**PERTANYAAN TENTANG MATERI**.
- 1) Perbarui seluruh bagian teks tentang pemujaan leluhur dari "jadi... menurut mereka" hingga "mam (BG IX.25)", lalu tuliskan kembali dengan mengganti "leluhur" menjadi "nenek moyang".
- 2) Tuliskan lanjutan teks tentang pemujaan leluhur ini, dimulai tepat setelah kalimat terakhirnya.

**TEKS**.
▬▬▬▬▬▬

Google+

benarkah memuja leluhur itu salah?

Benarkah memuja leluhur itu salah?


Belakangan ini semeton Hindu Bali agak sedikit terganggu dengan penafsiran yang mungkin kurang pas tentang bhakti marga, dimana dikatakan bahwa umat hindu bali yang menjalani tradisi gama bali atau gama tirta kurang mengikuti ajaran sesuai weda sesuai aslinya. ini diakibatkan oleh penafsiran atas sloka Bhagawad Gita oleh sekelompok umat hindu yang mengikuti ajaran sampradaya. bagi mereka memuja leluhur itu kurang tepat, karena yang lebih tepat adalah memuja tuhan, dimana tuhan yang dimaksud dalam penafsiran mereka terhadap kitab bhagawad gita adalah sosok tokoh sri krisna.

dalam anggapan mereka, krama bali yang meneruskan tradisi gamabali sebagai "terbelakang" atau "kurang paham ajar­an agama" atau sebutan lainnya, yang mengesankan seolah-olah mereka lebih tahu masalah agama dibandingkan kita orang bali?
jadi... menurut mereka (kelompok umat sampradaya) menganggap bahwa pemujaan kepada leluhur maupun kepada dewa itu kuranglah sesuai dan tepat. berikut ini petikan sloka bhagawad gita yang ditafsirkan sebagai hukum pembenaran yang menyatakan pemujaan kepada leluhur oleh krama hindu bali tersebut salah;
yanti deva-vrata devan
pitrn yanti pitr-vratah
bhutani yanti bhutejya
yanti mad-yajino 'pi mam (BG IX.25)
yang sering diartikan;
Yang memuja dewata pergi ke­pada dewata, kepada leluhur perginya yang memuja leluhur me­reka, dan kepada roh alam perginya yang memuja roh alam, te­tapi mereka yang memuja-Ku, datang kepada-Ku.”
Ketiga bentuk pemujaan ini, baik kepada dewa-dewa, leluhur, maupun roh suci yang ada di alam, semuanya mendapatkan pahala. Semuanya bisa dibenarkan, namun Krisna mengajarkan jika umat memuja Tuhan secara langsung, itulah yang terbaik.

▬▬▬▬▬▬

[Data lokalisasi satu titik per objek]
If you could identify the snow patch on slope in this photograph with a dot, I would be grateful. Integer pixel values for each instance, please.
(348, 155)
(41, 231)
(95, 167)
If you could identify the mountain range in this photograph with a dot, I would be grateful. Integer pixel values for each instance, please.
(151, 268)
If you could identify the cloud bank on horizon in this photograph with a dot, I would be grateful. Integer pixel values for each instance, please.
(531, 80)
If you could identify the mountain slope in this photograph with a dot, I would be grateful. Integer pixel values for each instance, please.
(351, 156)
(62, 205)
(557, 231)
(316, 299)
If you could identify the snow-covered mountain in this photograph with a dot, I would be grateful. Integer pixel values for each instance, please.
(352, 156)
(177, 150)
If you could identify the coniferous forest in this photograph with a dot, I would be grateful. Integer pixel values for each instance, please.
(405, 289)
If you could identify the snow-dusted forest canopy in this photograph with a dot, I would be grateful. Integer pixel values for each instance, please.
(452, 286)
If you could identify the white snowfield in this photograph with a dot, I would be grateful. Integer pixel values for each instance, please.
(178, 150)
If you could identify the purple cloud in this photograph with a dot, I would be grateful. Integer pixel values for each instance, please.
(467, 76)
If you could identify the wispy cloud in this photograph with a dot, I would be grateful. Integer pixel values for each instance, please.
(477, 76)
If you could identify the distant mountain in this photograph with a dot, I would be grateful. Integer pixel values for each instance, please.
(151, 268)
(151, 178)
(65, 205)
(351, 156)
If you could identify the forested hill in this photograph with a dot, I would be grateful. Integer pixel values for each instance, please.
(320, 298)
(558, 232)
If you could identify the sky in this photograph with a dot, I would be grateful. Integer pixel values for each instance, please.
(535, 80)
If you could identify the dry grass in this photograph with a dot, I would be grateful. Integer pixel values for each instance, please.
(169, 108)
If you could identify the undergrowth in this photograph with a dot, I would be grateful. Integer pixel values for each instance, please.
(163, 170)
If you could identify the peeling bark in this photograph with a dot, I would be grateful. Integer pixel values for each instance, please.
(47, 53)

▬▬▬▬▬▬

**HASIL SETIAP TUGAS**.
- 1)
jadi... menurut mereka (kelompok umat sampradaya) menganggap bahwa pemujaan kepada nenek moyang maupun kepada dewa itu kuranglah sesuai dan tepat. berikut ini petikan sloka bhagawad gita yang ditafsirkan sebagai hukum pembenaran yang menyatakan pemujaan kepada nenek moyang oleh krama hindu bali tersebut salah;
yanti deva-vrata devan
pitrn yanti pitr-vratah
bhutani yanti bhutejya
yanti mad-yajino 'pi mam (BG IX.25)

- 2)
yang bagaimana disebut dengan memuja TUHAN secara langsung..?
bukankah tuhan memiliki ribuan sinar? yang dalam ajaran reg weda, sinar suci tuhan ada 33?
dari 33 tersebut, yang manakah tuhan?
bukankah tuhan ada disetiap ciptaanNya?

mungkin mereka lupa dengan sloka Bhagawad gita berikut ini; 
yo yo yam yam tanum bhaktah
sraddhayarcitum icchati
tasya tasyacalam sraddham
tam eva vidadhamy aham (BG VII.21)
yang maksudnya:
"apa­pun bentuk kepercayaan yang ingin dipeluk oleh penganut aga­ma, Aku perlakukan kepercayaan mereka sama supaya tetap te­guh dan sejahtera”. 
Sloka ini adalah kelanjutan dari penjelasan bagai­mana jika umat menyelengarakan ritual untuk memuja dewa­ta. Di sini jelas disebutkan bahwa perbedaan dalam melakukan pe­mujaan itu hasilnya sama saja menuju Aku (Tuhan Yang Esa).

nah kembali ke pemujaan leluhur, dimana oleh krama hindu bali pemujaan tersebut biasanya dicirikan dengan adanya bangunan sanggah kemulan, dewa hyang, pelinggih pitra ataupun pelinggih ibu. disamping itu ciri pemujaan leluhur yang sangat melekat pada krama hindu penganut ajaran gamabali adalah dengan adanya kawitan, melalui pura kawitan.

benarkah, pemujaan tersebut salah...?

adakah dasar sastra yang membenarkan adanya jalan bhakti lewat pemujaan leluhur?

untuk itu mari cermati...
krama/orang balimengawali pemujaan leluhur karena beberapa hal, pertama adanya sloka dalam Upanisad, dan yang kedua adanya contoh dari itihasa. dasar sloka suci Taittiriya Upanisad yang menjadi acuan dalam pemujaan kepada leluhur adalah

matrdevo bhava pitrdevobhava, acaryadevo bhava atithidevo bhava (Taittiriya Up.I.11)
yang artinya:
seorang ibu adalah dewa, seorang bapak adalah dewa, seorang guru adalah juga dewa dan para tamu pun adalah dewa.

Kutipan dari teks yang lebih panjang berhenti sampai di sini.